## What you are asked to do:
Could you write out everything in the rows below from the line containing "Every instance of the savanna" down to the line containing "x=1040 y=686", both included, with every coordinate value in the answers shifted up by 141 and all the request lines left unchanged?

Entries taken from a collection
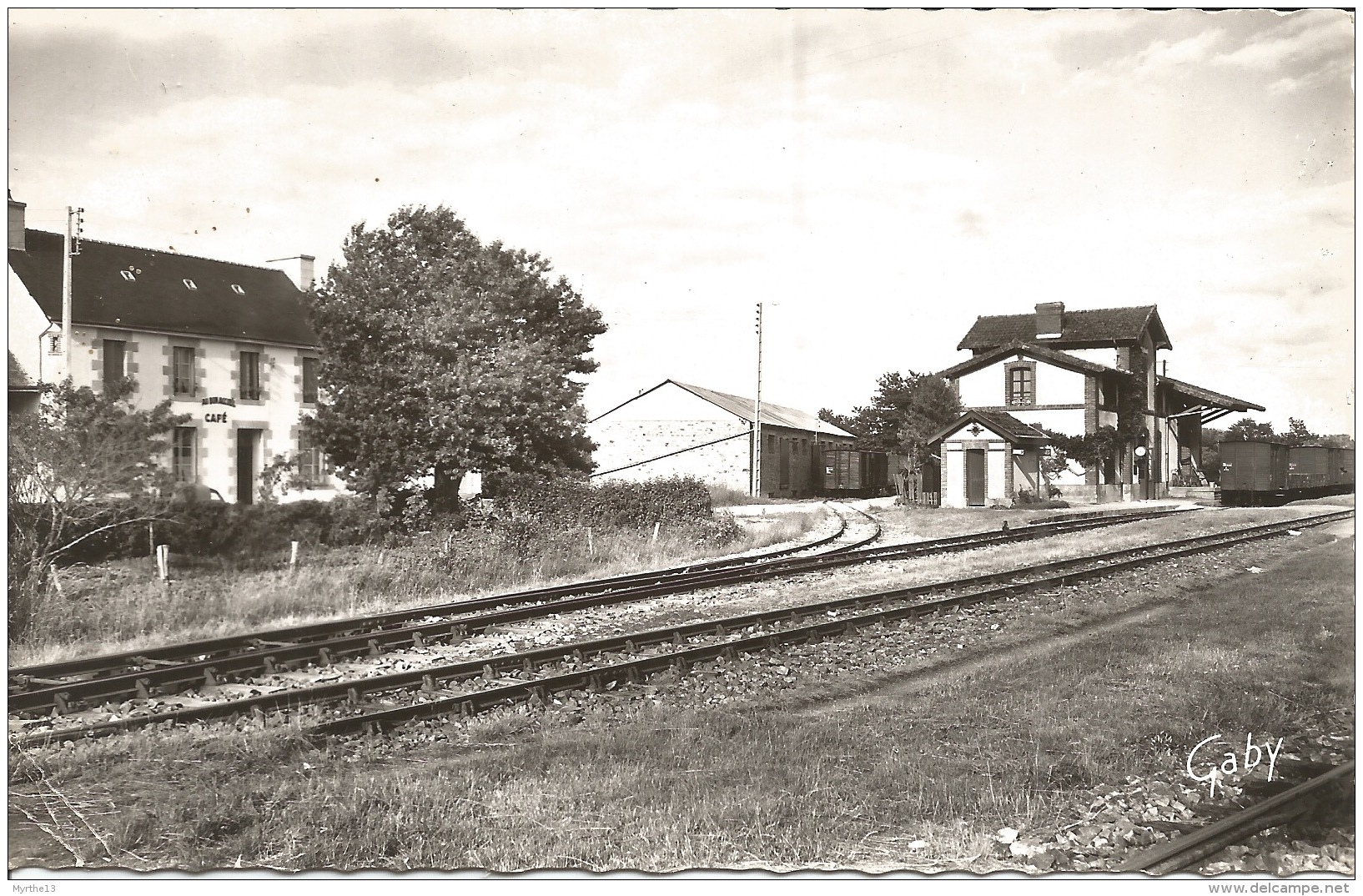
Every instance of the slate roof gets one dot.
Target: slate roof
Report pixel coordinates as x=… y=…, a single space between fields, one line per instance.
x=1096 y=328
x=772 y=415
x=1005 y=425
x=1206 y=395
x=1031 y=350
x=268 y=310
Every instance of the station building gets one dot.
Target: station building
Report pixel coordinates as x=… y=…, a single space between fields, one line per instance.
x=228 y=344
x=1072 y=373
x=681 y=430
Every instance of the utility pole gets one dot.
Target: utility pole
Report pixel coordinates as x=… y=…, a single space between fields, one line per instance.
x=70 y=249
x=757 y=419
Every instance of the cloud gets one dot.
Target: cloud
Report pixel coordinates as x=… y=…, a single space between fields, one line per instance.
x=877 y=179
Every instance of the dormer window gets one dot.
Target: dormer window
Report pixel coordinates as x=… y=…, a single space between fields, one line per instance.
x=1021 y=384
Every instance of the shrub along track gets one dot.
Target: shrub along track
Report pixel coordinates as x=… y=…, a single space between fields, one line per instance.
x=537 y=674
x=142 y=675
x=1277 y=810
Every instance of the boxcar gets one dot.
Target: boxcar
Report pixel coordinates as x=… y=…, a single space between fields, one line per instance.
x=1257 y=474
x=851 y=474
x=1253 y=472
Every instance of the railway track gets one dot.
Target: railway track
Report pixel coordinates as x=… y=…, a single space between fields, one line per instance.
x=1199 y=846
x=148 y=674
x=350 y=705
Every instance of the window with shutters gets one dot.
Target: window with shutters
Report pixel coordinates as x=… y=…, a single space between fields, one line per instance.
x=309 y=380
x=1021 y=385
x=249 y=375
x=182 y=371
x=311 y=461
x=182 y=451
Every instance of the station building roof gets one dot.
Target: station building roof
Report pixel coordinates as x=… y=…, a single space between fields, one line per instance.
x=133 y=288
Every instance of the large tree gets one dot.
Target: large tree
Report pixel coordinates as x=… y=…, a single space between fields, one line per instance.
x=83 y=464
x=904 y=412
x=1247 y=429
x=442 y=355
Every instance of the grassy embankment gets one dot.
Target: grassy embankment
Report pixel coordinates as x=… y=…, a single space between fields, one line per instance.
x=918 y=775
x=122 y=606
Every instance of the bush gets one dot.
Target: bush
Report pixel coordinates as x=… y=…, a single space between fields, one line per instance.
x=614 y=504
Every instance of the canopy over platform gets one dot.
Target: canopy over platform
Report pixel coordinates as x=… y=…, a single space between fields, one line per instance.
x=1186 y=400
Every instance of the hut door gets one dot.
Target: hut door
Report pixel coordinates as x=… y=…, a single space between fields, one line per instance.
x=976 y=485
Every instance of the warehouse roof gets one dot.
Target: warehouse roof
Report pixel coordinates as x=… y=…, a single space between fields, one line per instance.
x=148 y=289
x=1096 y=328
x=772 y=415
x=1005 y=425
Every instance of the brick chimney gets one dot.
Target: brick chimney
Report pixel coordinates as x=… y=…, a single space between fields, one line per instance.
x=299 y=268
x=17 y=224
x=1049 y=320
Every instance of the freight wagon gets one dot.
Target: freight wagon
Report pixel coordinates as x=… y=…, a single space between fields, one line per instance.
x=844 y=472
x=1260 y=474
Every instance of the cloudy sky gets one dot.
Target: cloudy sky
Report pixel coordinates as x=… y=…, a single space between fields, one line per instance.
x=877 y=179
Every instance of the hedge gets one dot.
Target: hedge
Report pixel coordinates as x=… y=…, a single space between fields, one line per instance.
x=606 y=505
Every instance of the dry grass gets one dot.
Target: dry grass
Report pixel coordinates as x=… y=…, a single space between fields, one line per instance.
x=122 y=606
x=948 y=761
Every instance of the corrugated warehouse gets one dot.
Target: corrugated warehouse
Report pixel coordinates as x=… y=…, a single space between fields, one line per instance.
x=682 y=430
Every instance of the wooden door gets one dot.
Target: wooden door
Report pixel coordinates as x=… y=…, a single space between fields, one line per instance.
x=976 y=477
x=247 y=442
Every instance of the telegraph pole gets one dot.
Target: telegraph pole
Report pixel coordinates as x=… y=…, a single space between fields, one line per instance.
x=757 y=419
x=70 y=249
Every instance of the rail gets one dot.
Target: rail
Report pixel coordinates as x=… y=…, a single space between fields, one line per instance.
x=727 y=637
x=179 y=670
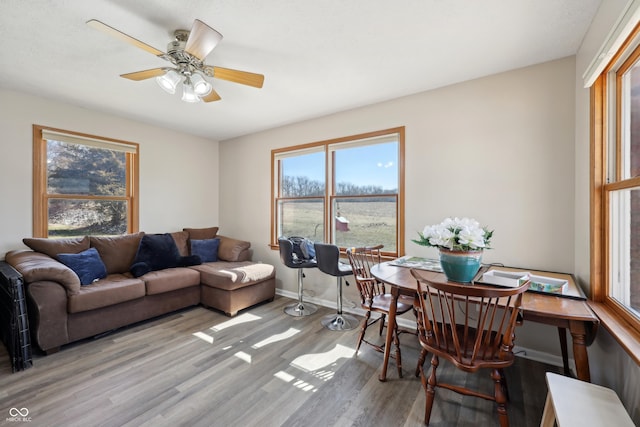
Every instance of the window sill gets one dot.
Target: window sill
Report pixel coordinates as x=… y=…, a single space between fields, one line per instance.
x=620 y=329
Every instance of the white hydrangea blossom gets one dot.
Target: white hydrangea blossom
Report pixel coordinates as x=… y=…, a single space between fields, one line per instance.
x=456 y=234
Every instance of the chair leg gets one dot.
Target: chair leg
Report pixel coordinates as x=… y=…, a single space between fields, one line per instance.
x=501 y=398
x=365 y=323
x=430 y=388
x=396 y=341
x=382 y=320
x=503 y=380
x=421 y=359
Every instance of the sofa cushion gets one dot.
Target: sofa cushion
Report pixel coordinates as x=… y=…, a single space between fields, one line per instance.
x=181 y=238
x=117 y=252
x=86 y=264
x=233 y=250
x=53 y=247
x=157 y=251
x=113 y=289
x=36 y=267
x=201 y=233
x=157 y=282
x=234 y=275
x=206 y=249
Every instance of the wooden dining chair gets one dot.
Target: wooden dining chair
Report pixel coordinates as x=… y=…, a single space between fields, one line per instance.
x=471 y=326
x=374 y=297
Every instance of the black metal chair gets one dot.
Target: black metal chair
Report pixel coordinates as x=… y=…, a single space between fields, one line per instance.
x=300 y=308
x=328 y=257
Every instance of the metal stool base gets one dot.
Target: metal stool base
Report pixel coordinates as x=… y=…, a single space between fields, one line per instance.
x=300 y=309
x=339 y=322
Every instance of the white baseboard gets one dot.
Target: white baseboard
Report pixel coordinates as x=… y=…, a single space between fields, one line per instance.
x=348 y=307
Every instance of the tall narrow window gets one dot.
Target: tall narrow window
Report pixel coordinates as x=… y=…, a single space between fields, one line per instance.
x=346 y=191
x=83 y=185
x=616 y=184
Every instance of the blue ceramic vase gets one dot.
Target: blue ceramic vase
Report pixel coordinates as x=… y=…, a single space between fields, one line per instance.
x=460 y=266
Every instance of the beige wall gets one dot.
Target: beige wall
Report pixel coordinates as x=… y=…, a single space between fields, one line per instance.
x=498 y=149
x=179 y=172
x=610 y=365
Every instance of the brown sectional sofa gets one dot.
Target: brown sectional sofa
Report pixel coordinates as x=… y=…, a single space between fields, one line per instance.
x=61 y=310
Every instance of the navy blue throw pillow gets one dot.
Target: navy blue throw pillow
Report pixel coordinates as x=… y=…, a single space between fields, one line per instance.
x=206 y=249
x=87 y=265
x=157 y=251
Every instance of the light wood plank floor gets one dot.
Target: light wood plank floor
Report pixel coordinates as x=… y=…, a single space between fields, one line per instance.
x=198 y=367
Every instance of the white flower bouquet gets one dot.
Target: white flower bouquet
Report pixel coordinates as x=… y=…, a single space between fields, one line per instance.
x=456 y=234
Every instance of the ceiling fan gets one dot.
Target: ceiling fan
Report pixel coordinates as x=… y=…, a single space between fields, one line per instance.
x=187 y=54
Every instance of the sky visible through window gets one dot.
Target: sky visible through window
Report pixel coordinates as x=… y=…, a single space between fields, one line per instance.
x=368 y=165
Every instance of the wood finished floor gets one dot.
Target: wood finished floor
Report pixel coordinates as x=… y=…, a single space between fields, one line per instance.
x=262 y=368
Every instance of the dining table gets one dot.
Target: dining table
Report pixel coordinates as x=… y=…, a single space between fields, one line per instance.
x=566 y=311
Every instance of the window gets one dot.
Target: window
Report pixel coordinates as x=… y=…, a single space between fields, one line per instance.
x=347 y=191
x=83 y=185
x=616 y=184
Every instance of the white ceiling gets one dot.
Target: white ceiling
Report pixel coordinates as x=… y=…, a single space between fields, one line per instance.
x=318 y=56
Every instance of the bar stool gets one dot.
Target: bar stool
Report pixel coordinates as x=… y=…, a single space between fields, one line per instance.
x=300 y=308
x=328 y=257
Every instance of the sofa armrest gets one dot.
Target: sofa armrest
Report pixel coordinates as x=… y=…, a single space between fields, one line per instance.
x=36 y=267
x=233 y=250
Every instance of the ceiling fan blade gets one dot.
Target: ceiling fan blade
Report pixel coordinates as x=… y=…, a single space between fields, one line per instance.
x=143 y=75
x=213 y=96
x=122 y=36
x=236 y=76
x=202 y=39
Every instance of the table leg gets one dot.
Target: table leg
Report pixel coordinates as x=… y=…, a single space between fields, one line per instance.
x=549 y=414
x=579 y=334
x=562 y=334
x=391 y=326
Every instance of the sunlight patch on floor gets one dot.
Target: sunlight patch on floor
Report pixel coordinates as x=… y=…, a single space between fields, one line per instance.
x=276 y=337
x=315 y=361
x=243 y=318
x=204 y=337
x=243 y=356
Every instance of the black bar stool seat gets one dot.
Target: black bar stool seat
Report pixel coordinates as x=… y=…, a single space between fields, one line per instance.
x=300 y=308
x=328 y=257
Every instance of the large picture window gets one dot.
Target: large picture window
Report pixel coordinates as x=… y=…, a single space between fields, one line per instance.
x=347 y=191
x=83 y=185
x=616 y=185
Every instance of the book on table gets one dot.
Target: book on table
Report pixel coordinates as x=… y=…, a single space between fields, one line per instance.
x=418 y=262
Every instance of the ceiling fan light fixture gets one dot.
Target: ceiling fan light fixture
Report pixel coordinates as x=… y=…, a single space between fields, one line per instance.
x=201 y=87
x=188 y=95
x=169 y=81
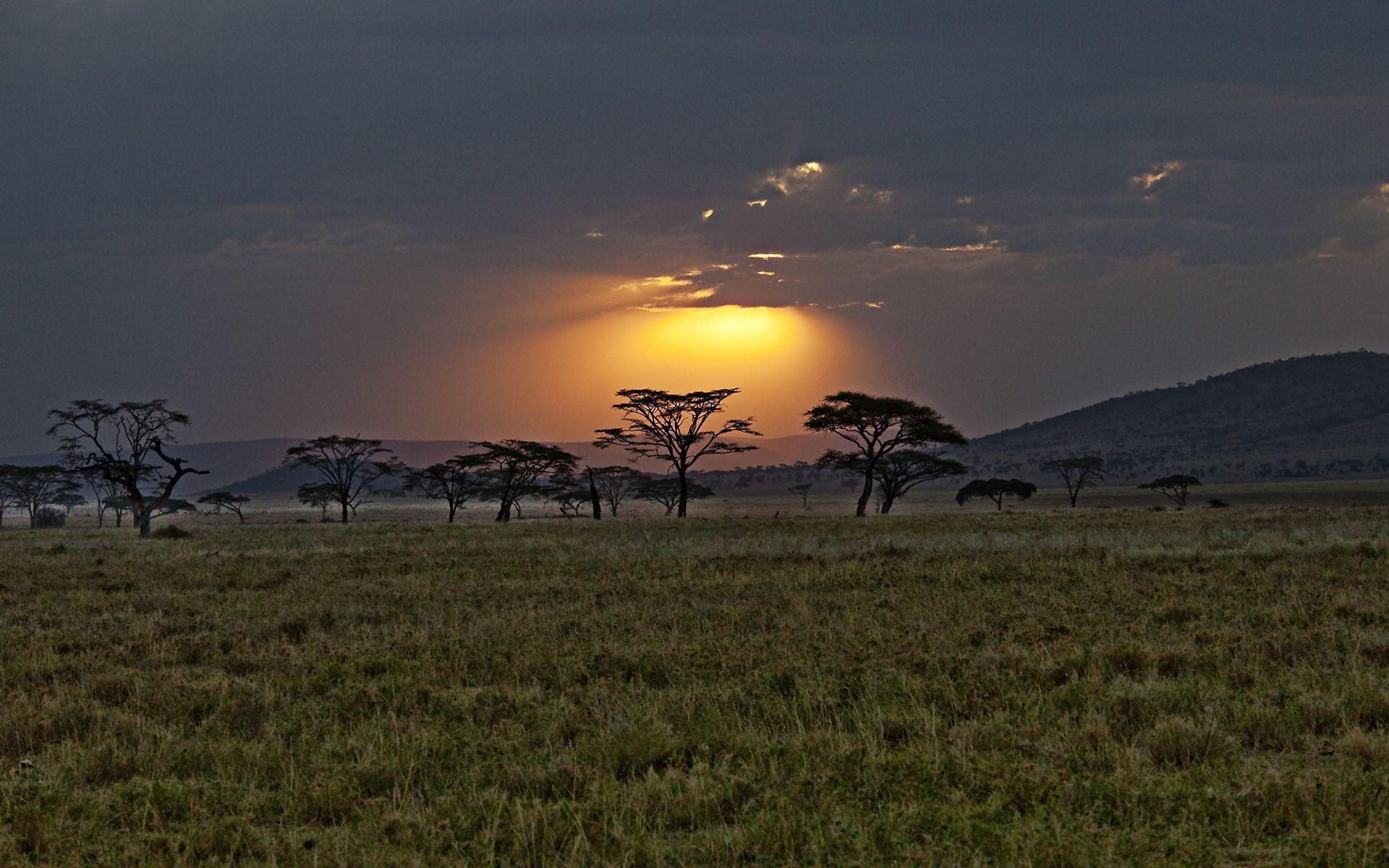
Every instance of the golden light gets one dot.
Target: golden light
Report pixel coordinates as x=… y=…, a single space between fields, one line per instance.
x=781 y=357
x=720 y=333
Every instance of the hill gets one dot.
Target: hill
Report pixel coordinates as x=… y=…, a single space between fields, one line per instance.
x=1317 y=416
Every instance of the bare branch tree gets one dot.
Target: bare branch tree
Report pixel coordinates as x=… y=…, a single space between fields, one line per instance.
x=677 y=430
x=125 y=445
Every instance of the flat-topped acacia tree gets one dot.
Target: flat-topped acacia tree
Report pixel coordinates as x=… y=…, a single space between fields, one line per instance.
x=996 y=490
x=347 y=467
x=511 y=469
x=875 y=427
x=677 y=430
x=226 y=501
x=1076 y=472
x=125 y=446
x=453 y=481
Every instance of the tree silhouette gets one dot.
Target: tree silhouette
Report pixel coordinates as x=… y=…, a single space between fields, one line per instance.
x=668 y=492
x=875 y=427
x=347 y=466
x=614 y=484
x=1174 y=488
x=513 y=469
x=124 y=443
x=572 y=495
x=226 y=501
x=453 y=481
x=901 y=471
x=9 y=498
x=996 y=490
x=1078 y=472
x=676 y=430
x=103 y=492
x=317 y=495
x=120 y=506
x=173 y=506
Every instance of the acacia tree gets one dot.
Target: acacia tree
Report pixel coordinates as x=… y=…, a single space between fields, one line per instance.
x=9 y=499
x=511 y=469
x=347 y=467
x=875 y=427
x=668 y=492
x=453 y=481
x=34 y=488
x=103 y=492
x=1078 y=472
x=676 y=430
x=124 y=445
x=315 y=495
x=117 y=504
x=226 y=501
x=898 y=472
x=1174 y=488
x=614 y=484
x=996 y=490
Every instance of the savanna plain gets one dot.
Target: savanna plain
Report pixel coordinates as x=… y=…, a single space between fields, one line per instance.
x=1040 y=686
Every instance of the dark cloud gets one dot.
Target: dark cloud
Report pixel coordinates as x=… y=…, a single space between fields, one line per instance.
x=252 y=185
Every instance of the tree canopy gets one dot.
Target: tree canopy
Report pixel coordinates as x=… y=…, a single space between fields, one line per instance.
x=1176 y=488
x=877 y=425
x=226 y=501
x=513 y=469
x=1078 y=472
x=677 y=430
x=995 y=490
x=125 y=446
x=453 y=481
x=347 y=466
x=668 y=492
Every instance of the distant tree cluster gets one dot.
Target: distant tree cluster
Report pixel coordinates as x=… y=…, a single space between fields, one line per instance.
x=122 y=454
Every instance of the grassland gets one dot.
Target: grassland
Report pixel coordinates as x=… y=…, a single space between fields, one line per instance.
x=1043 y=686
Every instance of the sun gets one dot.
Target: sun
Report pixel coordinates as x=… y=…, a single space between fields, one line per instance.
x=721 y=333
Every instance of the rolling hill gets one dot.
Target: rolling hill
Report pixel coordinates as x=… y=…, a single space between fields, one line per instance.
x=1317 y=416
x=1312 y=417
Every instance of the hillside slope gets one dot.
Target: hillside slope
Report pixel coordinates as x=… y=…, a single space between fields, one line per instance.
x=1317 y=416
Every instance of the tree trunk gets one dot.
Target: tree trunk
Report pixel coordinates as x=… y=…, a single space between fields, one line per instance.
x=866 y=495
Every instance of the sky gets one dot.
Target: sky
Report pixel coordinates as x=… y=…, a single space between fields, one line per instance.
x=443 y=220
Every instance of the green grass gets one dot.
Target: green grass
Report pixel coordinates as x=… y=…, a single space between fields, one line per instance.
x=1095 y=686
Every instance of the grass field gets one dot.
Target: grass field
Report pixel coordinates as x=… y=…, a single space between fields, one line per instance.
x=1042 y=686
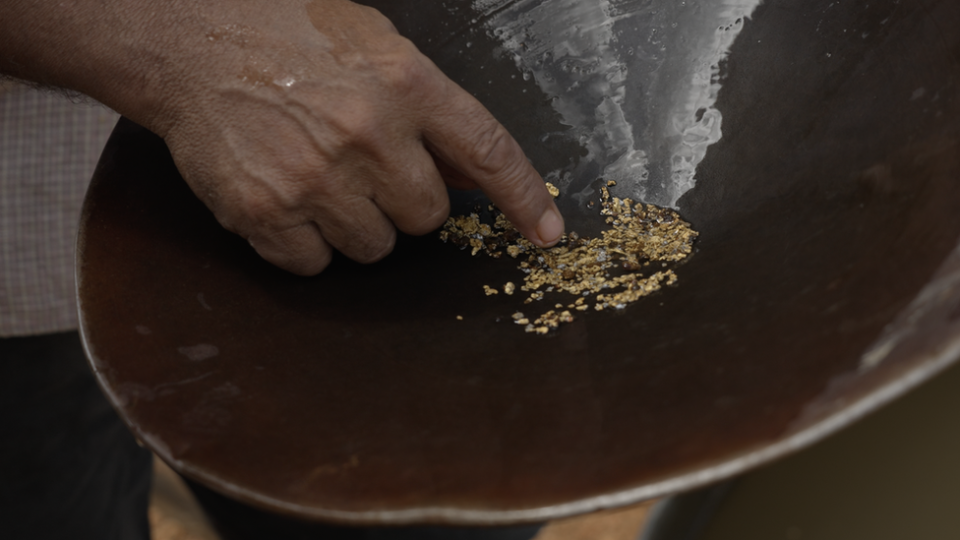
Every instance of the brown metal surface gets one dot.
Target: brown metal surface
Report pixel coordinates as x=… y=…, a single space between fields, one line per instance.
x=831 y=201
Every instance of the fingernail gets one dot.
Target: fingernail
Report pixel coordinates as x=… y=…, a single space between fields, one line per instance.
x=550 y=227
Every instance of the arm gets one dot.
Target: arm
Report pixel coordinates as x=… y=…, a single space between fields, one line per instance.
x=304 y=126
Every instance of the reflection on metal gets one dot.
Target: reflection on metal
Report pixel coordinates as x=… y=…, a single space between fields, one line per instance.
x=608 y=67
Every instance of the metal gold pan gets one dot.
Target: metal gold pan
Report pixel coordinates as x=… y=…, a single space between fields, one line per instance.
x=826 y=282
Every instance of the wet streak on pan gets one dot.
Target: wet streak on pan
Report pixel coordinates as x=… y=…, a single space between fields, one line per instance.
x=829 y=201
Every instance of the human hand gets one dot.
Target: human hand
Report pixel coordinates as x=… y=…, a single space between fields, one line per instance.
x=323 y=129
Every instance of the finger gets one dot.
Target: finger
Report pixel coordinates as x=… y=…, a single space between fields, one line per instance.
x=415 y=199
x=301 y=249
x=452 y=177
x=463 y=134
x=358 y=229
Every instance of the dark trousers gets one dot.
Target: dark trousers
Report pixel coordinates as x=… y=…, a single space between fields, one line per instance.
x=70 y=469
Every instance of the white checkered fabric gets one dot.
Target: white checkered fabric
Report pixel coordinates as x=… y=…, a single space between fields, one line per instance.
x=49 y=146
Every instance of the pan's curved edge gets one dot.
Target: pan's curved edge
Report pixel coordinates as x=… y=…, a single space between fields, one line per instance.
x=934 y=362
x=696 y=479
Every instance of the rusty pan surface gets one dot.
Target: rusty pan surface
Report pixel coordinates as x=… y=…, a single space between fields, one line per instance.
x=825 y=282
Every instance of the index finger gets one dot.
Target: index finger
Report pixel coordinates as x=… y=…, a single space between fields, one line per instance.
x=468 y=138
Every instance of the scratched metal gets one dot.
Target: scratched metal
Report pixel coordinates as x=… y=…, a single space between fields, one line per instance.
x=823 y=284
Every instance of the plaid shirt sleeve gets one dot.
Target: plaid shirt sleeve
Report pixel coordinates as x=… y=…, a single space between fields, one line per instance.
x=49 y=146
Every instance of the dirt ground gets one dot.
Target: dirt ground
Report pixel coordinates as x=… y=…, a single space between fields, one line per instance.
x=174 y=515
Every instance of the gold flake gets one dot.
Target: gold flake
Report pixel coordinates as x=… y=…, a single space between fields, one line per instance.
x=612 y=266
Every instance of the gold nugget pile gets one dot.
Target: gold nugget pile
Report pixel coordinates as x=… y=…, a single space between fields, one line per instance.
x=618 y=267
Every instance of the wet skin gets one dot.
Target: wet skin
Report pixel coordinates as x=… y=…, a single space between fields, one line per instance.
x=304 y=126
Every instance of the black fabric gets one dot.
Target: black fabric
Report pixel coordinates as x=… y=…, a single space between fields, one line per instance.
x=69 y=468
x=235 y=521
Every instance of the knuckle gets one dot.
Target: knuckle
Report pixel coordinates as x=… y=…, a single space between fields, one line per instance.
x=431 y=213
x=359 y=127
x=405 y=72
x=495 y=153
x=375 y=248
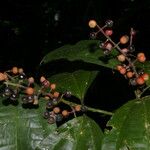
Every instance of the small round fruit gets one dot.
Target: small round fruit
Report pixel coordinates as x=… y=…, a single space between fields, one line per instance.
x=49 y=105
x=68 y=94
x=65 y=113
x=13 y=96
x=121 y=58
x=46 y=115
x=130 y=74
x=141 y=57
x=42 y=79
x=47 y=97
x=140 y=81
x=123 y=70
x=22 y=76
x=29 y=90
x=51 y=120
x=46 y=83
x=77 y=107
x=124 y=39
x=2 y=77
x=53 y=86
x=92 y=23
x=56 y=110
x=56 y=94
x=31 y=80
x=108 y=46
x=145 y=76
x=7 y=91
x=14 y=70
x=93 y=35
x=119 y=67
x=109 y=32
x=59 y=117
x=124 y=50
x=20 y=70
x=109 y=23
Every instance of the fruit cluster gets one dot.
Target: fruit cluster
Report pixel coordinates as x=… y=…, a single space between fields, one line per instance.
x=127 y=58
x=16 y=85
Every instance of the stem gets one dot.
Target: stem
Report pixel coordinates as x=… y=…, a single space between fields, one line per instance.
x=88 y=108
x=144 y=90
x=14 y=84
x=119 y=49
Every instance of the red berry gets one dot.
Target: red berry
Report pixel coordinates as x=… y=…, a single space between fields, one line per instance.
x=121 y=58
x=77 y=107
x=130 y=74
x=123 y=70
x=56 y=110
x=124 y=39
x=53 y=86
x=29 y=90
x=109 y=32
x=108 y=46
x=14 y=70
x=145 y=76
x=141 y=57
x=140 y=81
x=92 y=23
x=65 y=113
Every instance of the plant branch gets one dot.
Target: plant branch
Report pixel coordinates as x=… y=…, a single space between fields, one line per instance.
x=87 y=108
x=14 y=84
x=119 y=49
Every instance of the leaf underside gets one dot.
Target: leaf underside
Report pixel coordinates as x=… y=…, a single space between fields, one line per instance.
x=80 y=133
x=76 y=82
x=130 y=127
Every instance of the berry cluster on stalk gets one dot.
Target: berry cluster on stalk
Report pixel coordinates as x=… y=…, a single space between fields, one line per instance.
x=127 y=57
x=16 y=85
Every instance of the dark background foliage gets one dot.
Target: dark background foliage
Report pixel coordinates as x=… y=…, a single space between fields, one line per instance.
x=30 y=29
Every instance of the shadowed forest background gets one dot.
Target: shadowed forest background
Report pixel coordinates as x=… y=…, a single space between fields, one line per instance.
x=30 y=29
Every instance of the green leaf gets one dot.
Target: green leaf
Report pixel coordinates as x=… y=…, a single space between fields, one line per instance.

## Reply to the task:
Every instance of the savanna plain gets one dot.
Target: savanna plain
Report pixel coordinates as x=… y=…, a single space between fields, one line per instance.
x=1181 y=827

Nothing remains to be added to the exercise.